#### The records

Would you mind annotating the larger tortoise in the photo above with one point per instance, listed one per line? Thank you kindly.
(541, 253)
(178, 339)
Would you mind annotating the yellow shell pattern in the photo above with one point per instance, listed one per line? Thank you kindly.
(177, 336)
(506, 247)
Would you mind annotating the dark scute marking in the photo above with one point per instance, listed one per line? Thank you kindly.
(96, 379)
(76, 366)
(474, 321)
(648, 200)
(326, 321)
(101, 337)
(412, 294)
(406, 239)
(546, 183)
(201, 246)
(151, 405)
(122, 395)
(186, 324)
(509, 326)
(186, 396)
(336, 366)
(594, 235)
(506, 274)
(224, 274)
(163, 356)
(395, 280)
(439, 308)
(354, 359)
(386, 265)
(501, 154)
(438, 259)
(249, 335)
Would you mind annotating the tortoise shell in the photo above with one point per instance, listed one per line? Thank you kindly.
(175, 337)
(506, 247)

########

Exercise description
Please give the records above as a JSON list of strings, one string per line, leaving out blank lines.

Answer for the task
[
  "Would you mind annotating the larger tortoise in the photo above with one point per instance, listed one per line? Thank you kindly.",
  "(541, 253)",
  "(178, 339)",
  "Would you mind annotating the yellow shell pattern in the photo above with one point per instance, listed one per line? Thank you kindly.",
  "(177, 336)",
  "(506, 247)",
  "Would you mind annotating the dark scute marking in the photo above with one point per instance, listed one per line? Thank you kindly.",
  "(96, 379)",
  "(76, 366)",
  "(474, 321)",
  "(648, 200)",
  "(326, 321)",
  "(101, 337)",
  "(412, 294)",
  "(406, 239)",
  "(546, 183)",
  "(201, 246)",
  "(151, 405)",
  "(122, 395)",
  "(186, 324)",
  "(509, 326)",
  "(186, 396)",
  "(336, 366)",
  "(594, 235)",
  "(506, 274)",
  "(224, 274)",
  "(163, 356)",
  "(395, 280)",
  "(439, 308)",
  "(354, 359)",
  "(386, 265)",
  "(501, 154)",
  "(438, 259)",
  "(249, 335)",
  "Would you mind annotating the tortoise shell in the photo above with one point per instance, listed one per line? Thank you kindly.",
  "(175, 337)",
  "(506, 247)"
]